* _Problem to work on_
Update everything from the start of the records down to the line containing "98 L 83 108" by replacing "white rock cliff face" with "limestone cliff face", leaving all else unchanged.

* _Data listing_
_ _ _ _

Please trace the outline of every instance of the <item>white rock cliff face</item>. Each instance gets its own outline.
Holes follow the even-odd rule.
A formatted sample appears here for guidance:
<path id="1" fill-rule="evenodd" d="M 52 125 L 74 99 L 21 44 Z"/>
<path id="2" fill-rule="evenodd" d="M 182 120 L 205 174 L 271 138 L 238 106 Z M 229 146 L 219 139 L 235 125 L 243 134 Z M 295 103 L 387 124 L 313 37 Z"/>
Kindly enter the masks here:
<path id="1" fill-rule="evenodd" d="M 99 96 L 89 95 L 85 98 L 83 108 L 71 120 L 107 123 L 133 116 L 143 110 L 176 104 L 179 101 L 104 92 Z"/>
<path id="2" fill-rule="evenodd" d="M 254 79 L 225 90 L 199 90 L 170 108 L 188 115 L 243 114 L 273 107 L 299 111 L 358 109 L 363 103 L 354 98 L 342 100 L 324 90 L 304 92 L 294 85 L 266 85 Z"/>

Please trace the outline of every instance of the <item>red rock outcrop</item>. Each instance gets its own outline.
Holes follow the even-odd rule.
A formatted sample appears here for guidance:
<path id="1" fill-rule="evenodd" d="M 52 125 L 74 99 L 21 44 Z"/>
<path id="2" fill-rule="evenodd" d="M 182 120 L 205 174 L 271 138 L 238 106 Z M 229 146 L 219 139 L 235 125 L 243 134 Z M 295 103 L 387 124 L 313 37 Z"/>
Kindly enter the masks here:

_ _ _ _

* _Written response_
Please trace the outline of every instance of the <item>limestone cliff face</item>. Each instance gets its own outline.
Holes follow the even-odd rule.
A formatted sample appears here for guidance:
<path id="1" fill-rule="evenodd" d="M 52 125 L 74 99 L 21 44 Z"/>
<path id="2" fill-rule="evenodd" d="M 182 120 L 205 174 L 271 138 L 238 106 Z M 229 146 L 219 139 L 235 125 L 243 134 Z M 295 103 L 387 124 L 313 37 Z"/>
Kindly enter the masks here:
<path id="1" fill-rule="evenodd" d="M 99 96 L 89 95 L 85 98 L 83 108 L 71 120 L 107 123 L 133 116 L 143 110 L 176 104 L 179 101 L 104 92 Z"/>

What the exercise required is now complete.